Prompt
Copy exactly the line that contains "of the leather" plus all remaining lines of the data, and leave out every line before it.
═══ Records for the exercise
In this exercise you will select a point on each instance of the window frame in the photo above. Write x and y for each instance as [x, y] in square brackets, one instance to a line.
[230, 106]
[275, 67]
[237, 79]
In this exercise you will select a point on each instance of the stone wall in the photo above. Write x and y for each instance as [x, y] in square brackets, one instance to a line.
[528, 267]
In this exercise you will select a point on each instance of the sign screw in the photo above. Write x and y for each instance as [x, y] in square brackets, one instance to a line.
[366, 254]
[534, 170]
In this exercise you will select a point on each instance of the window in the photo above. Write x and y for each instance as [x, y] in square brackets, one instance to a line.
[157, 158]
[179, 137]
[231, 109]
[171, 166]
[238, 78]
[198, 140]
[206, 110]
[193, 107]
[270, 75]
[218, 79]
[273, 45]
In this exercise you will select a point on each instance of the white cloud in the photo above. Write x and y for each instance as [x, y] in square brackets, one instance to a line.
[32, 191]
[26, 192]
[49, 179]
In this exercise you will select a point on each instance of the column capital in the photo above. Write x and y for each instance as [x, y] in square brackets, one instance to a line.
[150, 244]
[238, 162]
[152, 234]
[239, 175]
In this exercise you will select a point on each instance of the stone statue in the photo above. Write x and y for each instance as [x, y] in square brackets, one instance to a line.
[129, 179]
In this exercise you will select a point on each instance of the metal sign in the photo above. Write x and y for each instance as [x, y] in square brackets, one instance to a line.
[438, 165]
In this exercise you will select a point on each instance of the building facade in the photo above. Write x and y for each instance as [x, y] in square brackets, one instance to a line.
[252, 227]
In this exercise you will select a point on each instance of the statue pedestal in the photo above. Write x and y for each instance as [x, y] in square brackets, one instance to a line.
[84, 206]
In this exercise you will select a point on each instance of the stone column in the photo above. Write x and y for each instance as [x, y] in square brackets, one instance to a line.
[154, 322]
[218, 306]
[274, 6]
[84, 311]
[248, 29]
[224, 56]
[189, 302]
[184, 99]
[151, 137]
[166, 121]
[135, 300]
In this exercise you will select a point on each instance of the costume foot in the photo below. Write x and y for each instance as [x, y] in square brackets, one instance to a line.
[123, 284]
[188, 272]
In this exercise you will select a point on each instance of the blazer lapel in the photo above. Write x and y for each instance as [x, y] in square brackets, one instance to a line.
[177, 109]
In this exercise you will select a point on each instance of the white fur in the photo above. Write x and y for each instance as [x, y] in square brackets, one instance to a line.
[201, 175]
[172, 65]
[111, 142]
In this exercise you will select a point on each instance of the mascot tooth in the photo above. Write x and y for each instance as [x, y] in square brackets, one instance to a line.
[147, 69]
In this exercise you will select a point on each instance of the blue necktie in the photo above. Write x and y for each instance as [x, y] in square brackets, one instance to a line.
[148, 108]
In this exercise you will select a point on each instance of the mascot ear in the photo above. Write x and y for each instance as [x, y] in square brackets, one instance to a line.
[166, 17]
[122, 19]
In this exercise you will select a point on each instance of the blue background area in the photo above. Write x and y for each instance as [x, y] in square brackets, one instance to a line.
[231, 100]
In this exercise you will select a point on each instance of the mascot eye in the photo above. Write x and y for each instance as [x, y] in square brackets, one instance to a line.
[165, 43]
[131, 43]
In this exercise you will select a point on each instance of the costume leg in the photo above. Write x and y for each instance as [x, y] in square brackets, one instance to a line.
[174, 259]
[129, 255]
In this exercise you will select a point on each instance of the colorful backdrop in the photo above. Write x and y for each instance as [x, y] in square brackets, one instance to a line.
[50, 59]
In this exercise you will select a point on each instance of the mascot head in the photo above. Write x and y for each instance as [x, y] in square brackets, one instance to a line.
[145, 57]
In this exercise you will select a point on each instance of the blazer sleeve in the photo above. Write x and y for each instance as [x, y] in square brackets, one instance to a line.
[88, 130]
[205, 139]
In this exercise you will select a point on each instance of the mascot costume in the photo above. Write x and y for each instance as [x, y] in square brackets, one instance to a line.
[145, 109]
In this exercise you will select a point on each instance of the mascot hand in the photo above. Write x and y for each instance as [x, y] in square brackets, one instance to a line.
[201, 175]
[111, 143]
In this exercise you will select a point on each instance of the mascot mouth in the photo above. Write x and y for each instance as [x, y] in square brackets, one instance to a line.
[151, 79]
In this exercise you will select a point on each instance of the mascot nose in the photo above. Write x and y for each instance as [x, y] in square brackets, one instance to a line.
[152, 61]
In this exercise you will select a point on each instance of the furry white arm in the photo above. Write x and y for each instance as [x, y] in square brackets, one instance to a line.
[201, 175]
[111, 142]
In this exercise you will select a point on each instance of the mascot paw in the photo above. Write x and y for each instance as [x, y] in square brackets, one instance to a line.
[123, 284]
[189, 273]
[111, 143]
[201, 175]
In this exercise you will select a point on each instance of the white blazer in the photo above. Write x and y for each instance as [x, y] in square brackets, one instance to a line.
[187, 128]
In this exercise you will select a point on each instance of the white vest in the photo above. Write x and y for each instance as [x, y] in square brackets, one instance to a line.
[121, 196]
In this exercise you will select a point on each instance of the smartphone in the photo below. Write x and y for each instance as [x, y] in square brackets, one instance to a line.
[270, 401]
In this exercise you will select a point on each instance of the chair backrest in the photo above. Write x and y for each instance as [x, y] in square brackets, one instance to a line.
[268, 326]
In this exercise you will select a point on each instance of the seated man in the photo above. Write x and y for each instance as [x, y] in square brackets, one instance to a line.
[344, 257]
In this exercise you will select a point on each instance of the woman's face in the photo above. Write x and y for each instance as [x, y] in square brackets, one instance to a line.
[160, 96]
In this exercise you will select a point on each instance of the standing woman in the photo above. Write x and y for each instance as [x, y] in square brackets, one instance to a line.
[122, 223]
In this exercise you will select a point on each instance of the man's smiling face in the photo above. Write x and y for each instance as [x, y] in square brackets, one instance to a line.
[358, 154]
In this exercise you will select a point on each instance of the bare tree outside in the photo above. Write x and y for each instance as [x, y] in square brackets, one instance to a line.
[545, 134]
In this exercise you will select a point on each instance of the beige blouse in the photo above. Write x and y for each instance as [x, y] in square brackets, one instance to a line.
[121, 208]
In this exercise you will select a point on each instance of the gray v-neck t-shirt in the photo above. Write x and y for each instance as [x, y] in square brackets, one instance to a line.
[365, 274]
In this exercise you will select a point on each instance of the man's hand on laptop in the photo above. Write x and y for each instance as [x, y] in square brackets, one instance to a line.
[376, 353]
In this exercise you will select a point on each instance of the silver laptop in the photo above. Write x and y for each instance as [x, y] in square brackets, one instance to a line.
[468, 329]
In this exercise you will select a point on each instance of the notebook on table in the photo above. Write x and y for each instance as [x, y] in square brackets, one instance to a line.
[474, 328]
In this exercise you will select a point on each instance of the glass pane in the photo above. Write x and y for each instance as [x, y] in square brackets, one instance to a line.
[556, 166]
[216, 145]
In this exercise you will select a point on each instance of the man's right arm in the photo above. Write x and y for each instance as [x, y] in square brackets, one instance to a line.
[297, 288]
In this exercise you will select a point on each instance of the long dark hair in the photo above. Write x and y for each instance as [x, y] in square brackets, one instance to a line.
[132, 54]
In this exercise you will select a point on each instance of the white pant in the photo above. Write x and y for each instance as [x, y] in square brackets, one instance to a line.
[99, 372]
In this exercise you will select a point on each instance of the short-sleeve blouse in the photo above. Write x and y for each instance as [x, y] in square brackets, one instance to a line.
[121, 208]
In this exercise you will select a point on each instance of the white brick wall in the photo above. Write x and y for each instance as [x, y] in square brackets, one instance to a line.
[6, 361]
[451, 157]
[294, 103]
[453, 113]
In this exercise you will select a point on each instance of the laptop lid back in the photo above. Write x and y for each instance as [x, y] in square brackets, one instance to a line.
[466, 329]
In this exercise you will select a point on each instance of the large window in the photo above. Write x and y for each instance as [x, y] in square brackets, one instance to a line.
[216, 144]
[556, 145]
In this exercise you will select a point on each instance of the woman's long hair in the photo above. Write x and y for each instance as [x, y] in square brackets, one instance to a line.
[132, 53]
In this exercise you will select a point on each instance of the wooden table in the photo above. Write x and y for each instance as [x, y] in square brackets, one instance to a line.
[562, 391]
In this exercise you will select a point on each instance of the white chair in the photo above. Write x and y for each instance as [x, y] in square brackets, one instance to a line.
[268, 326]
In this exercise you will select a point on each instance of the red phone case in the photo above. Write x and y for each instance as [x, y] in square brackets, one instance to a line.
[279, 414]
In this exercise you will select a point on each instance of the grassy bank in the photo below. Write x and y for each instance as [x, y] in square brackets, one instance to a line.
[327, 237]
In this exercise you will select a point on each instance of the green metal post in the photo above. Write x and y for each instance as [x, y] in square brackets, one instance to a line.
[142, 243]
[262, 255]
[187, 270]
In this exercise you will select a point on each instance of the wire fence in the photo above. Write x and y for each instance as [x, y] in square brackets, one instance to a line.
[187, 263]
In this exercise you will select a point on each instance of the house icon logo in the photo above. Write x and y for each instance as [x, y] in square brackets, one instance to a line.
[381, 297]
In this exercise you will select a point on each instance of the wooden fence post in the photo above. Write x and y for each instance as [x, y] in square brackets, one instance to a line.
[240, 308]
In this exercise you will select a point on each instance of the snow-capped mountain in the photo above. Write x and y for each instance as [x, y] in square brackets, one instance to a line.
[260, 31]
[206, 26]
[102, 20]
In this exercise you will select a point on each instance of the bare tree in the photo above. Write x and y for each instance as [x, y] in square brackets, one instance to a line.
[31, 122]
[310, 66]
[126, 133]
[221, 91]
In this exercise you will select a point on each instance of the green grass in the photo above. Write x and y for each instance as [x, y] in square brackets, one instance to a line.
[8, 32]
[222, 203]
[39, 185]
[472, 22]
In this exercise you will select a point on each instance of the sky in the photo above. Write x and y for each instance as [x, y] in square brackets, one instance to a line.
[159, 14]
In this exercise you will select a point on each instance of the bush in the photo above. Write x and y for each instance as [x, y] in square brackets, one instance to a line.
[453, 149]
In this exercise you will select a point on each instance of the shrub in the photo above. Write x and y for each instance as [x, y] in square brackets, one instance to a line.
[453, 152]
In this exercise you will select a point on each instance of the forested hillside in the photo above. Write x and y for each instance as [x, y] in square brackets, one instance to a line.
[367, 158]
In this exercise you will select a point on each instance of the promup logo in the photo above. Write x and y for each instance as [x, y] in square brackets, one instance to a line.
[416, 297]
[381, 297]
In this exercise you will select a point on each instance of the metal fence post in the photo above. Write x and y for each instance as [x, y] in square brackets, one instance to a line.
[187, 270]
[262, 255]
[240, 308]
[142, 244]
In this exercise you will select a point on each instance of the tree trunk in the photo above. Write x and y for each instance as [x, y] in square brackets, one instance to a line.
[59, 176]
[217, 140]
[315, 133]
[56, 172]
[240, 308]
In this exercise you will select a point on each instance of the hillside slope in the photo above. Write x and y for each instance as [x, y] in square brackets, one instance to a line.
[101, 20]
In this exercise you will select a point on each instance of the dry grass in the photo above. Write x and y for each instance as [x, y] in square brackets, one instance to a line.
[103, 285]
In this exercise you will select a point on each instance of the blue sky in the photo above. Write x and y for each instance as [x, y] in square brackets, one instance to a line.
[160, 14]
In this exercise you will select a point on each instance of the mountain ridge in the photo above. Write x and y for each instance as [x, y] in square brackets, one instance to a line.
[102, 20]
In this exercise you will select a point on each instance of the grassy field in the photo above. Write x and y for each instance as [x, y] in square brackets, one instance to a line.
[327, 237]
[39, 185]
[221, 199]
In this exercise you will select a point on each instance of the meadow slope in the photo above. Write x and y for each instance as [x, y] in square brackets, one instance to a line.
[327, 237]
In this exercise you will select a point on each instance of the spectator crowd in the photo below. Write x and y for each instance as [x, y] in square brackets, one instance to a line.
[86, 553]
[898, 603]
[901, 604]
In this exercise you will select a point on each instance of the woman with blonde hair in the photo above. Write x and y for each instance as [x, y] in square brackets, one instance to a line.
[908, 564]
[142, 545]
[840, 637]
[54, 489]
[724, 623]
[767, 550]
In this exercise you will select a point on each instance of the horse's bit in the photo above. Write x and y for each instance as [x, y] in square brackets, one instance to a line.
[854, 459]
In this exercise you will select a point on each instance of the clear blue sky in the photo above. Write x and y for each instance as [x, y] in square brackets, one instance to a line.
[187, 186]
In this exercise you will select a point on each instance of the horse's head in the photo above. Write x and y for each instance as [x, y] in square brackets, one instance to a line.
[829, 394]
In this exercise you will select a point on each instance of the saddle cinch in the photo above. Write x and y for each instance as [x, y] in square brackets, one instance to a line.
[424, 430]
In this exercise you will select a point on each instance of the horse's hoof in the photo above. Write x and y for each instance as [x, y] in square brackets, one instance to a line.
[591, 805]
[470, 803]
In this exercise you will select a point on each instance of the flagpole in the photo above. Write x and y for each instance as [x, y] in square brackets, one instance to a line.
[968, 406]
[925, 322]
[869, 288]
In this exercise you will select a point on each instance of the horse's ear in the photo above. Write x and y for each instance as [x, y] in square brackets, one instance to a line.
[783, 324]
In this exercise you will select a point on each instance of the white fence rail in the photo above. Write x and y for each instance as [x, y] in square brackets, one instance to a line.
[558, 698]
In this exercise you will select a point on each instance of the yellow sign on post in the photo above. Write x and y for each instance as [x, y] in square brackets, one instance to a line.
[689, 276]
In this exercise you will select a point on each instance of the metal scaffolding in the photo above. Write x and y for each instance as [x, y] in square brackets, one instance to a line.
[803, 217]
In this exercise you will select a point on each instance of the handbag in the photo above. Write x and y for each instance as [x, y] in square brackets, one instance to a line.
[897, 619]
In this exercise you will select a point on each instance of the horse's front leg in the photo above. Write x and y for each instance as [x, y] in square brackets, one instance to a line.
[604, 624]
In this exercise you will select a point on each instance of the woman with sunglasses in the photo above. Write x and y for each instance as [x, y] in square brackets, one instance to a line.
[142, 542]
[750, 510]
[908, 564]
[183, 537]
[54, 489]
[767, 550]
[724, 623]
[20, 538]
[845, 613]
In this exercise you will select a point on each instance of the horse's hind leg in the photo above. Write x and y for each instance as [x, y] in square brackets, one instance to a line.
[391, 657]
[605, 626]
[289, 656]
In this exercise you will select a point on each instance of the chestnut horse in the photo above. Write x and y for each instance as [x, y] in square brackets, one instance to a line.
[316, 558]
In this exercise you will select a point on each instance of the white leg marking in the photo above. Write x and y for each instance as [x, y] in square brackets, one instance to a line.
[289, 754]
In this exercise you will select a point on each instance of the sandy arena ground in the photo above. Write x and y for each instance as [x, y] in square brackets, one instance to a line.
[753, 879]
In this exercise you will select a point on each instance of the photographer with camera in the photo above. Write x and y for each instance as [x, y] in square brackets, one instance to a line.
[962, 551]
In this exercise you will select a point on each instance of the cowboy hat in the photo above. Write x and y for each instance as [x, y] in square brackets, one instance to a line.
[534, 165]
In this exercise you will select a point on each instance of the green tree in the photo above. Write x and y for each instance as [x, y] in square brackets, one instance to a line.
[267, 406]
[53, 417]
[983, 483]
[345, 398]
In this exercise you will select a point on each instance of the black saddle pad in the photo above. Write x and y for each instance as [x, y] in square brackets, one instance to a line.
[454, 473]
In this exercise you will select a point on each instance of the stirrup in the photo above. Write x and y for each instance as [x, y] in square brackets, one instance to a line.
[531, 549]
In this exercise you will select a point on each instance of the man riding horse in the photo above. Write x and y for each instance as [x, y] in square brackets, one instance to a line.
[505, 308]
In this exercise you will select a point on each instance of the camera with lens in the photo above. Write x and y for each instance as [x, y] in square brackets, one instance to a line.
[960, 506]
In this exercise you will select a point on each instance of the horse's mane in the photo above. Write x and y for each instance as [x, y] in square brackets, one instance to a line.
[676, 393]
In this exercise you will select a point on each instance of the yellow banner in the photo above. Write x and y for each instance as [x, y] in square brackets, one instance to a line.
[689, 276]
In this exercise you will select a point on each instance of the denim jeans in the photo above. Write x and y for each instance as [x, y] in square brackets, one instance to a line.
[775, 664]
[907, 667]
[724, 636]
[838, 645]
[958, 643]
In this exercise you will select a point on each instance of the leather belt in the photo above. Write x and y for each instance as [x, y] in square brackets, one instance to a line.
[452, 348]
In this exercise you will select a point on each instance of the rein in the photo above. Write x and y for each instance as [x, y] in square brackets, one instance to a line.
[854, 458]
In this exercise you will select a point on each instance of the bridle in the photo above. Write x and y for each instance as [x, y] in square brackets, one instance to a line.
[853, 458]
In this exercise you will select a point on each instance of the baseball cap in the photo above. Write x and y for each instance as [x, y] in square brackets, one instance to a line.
══════
Solution below
In this exercise you will select a point on each instance of the leather belt in the photo above. Write x and y for each instance as [x, y] in square brackets, one instance to a line.
[452, 348]
In this exercise you will select a point on each instance of the rein in the photo above. Write x and y for each instance as [x, y] in square brackets, one instance to a line.
[854, 458]
In this exercise you will select a point on each instance of the bridle in the photo above. Write x and y for each instance as [x, y] in square brackets, one instance to a line.
[853, 458]
In this exercise you will select a point on each instance of the baseball cap in the photo above. Write x and y for each instance as [x, y] in square brackets, one instance to a line.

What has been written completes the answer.